[Stored entries]
+--

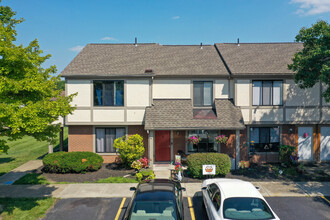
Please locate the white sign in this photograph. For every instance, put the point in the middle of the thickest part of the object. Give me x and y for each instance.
(208, 169)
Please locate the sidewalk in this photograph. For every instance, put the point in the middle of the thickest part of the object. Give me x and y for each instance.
(15, 174)
(106, 190)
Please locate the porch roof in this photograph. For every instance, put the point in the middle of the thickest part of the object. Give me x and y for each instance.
(177, 114)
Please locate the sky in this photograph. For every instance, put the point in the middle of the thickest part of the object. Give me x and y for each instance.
(64, 27)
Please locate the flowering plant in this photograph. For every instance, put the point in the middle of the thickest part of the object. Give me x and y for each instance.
(244, 164)
(178, 167)
(294, 157)
(141, 163)
(194, 139)
(221, 139)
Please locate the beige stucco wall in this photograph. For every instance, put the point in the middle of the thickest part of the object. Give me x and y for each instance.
(302, 114)
(83, 88)
(221, 89)
(108, 115)
(242, 93)
(138, 93)
(171, 89)
(80, 116)
(269, 115)
(301, 97)
(135, 115)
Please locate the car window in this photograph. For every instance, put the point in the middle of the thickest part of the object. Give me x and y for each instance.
(157, 210)
(246, 208)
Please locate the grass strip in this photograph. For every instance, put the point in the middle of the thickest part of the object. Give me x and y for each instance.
(25, 208)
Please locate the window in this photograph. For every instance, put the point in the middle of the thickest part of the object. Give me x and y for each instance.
(267, 92)
(206, 144)
(108, 93)
(105, 138)
(203, 93)
(264, 139)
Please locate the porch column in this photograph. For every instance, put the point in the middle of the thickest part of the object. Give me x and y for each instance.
(237, 155)
(151, 145)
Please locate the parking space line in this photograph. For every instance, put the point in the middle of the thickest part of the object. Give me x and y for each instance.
(325, 199)
(191, 208)
(120, 208)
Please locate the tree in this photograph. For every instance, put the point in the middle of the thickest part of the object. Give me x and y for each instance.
(29, 100)
(312, 64)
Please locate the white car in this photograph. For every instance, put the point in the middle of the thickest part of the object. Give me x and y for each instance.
(234, 199)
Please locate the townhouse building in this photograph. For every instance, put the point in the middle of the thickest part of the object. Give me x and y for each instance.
(168, 93)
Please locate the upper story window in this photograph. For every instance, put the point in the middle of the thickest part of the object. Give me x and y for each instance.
(267, 92)
(109, 93)
(203, 93)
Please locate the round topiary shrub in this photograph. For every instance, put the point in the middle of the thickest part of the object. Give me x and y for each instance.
(72, 162)
(196, 161)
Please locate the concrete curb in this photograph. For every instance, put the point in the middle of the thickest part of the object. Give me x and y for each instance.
(109, 190)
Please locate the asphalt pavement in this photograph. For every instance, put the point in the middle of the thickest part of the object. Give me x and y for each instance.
(291, 208)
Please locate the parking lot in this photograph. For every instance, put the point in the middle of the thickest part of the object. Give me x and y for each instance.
(114, 208)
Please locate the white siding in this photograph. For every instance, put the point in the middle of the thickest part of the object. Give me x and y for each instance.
(135, 116)
(301, 115)
(137, 93)
(80, 116)
(83, 88)
(108, 115)
(221, 89)
(301, 97)
(171, 89)
(242, 93)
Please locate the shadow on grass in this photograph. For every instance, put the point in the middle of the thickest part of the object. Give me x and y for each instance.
(6, 160)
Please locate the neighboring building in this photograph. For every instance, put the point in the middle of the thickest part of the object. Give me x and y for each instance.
(168, 93)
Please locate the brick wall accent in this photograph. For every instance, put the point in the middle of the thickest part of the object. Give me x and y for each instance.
(289, 138)
(179, 141)
(139, 129)
(81, 138)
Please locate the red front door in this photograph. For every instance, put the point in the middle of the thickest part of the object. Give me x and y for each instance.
(162, 141)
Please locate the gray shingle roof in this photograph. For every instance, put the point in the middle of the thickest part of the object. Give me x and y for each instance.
(178, 114)
(259, 58)
(127, 59)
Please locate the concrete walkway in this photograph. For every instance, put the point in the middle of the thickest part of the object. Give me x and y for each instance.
(106, 190)
(10, 177)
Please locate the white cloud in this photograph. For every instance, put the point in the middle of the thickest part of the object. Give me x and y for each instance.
(109, 38)
(77, 48)
(312, 7)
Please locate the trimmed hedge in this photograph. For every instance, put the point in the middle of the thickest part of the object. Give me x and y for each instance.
(196, 161)
(72, 162)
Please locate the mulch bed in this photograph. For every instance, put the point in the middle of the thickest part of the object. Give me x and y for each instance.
(267, 172)
(107, 170)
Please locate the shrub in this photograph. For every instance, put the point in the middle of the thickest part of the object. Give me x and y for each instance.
(72, 162)
(129, 149)
(286, 153)
(145, 174)
(196, 161)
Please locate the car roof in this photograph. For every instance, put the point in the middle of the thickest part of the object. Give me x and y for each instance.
(158, 189)
(236, 188)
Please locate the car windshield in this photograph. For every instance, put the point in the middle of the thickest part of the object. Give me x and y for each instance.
(246, 208)
(155, 210)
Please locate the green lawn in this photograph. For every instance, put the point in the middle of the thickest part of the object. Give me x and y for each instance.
(23, 150)
(36, 178)
(25, 208)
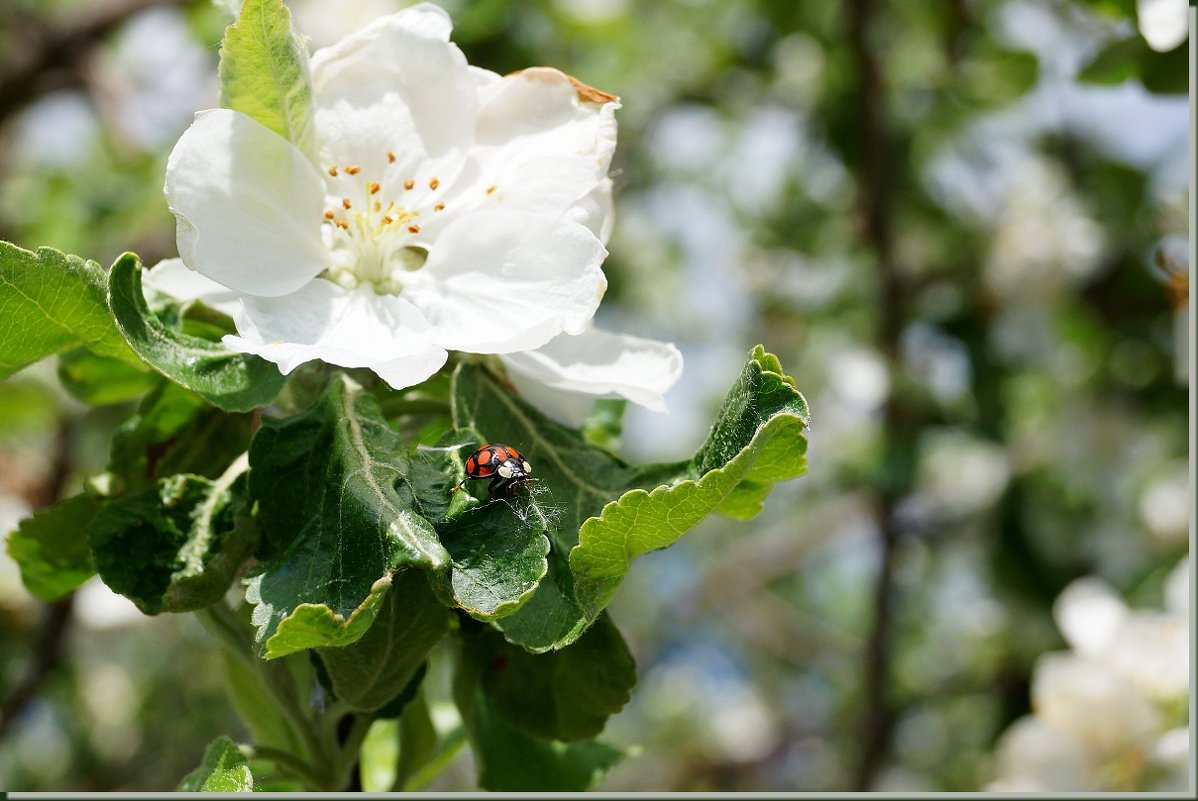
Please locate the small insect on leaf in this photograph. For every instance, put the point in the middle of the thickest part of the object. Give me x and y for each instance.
(503, 465)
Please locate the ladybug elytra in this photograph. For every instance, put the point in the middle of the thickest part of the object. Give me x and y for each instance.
(502, 463)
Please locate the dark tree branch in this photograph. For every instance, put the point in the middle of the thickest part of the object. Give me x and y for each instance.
(876, 174)
(56, 616)
(43, 56)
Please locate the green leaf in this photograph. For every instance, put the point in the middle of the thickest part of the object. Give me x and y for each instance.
(757, 440)
(175, 546)
(508, 759)
(340, 511)
(605, 423)
(175, 431)
(496, 554)
(1166, 73)
(1163, 73)
(379, 754)
(264, 73)
(52, 303)
(235, 382)
(1114, 64)
(371, 672)
(100, 380)
(224, 769)
(256, 705)
(566, 695)
(52, 550)
(578, 477)
(417, 741)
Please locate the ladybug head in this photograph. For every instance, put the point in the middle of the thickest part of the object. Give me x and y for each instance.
(514, 469)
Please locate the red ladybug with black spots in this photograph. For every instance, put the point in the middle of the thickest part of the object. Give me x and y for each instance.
(502, 463)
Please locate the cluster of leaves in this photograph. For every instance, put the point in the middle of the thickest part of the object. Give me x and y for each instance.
(339, 510)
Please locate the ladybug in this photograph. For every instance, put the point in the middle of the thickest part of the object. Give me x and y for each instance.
(501, 463)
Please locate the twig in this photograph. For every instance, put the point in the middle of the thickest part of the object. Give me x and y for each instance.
(47, 56)
(56, 618)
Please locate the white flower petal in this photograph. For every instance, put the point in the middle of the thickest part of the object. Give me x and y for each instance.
(1163, 23)
(568, 408)
(248, 205)
(174, 278)
(539, 147)
(500, 281)
(399, 86)
(1033, 757)
(603, 364)
(1090, 702)
(1177, 589)
(596, 211)
(1088, 613)
(352, 328)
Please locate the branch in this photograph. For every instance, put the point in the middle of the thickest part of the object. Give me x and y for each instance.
(875, 173)
(56, 618)
(48, 55)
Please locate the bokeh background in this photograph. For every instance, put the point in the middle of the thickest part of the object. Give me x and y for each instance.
(962, 226)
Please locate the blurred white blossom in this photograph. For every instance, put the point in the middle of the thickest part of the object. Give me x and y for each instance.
(1163, 24)
(1111, 712)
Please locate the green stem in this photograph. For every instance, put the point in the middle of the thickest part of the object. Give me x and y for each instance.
(219, 620)
(290, 763)
(348, 757)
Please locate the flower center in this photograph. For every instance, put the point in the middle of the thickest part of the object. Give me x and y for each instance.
(373, 226)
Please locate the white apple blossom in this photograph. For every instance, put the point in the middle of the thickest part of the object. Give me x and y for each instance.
(1108, 714)
(1163, 24)
(449, 208)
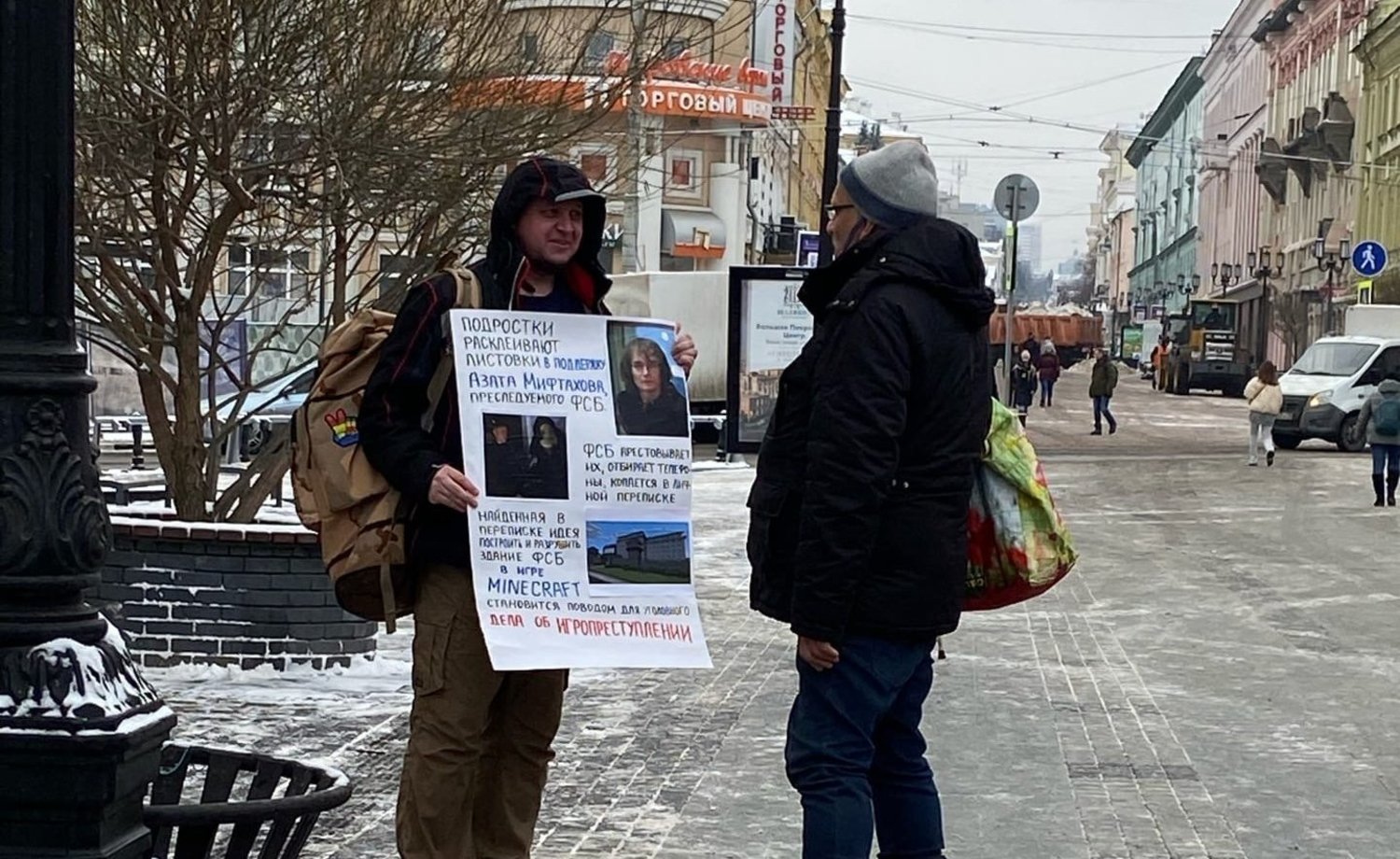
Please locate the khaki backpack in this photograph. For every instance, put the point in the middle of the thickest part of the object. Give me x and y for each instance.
(339, 495)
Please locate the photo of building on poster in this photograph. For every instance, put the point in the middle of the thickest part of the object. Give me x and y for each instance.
(526, 456)
(775, 327)
(633, 553)
(649, 386)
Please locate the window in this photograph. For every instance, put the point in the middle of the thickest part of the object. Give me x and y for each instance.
(268, 274)
(599, 45)
(594, 167)
(685, 174)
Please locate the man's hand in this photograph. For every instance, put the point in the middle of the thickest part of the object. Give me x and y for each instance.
(819, 655)
(453, 489)
(685, 350)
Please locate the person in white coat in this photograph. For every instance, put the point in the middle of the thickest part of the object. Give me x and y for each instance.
(1266, 401)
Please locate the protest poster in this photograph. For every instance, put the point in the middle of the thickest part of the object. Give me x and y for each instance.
(767, 328)
(577, 430)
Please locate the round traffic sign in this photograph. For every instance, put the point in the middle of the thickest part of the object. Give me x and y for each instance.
(1016, 198)
(1369, 258)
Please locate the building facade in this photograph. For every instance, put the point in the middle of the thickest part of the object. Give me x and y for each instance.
(1237, 81)
(1111, 234)
(1378, 215)
(1307, 162)
(1167, 157)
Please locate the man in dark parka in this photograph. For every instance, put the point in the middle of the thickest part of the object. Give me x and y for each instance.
(859, 516)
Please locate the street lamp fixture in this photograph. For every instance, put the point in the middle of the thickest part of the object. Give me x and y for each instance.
(1260, 269)
(1224, 275)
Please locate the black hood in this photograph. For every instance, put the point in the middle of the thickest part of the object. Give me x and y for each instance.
(543, 179)
(935, 254)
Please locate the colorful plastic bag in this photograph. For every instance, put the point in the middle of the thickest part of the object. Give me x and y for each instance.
(1018, 545)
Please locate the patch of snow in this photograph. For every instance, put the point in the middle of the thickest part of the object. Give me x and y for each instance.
(97, 680)
(716, 466)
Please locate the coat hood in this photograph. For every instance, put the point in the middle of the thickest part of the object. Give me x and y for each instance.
(554, 181)
(935, 254)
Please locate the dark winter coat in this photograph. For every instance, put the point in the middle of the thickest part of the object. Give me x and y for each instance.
(391, 417)
(859, 514)
(1103, 378)
(1024, 383)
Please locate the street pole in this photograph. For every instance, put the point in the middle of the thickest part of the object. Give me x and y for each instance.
(833, 129)
(80, 729)
(635, 146)
(1008, 350)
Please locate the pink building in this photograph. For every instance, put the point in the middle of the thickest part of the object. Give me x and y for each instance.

+--

Exactly reproduce the lines of the entries above, from the one containing "Please locate the black" to the very last, and no others.

*Output for this task*:
Please locate the black hood in this photograph. For every instance, put the point in the middle of the thickest part of the object. Give me x and y for each instance.
(543, 179)
(935, 254)
Please locate the colorful plastic bag in this photograph. For every instance, put the point in the middle of the thickest part of the object. Give me x and y for each instance.
(1018, 545)
Please locate the patch of snow in this photograph. For every instance, put the point in the middle of the thickest part of the object. Give me x and y for each instance.
(97, 680)
(716, 466)
Please locate the coat hood in this photograph. For every instance, put the point in the middle of the thickest part of the object. Give me x and y for each instance.
(554, 181)
(935, 254)
Please locate the dark winter coat in this photograph. For every instance, put the point in the middle of the thickest part of the object. Give me x and y for each instance.
(391, 417)
(859, 514)
(1103, 378)
(1024, 383)
Please locate the street pole in this photograph. For every instance, put the point in the middle of the thickest part of the object. Give me x and y for each instance.
(833, 129)
(80, 729)
(635, 146)
(1008, 350)
Please locate the pink building in this photograph. For every instance, put the point in the middle of the thickest part of the object. Give me x and y for each instance.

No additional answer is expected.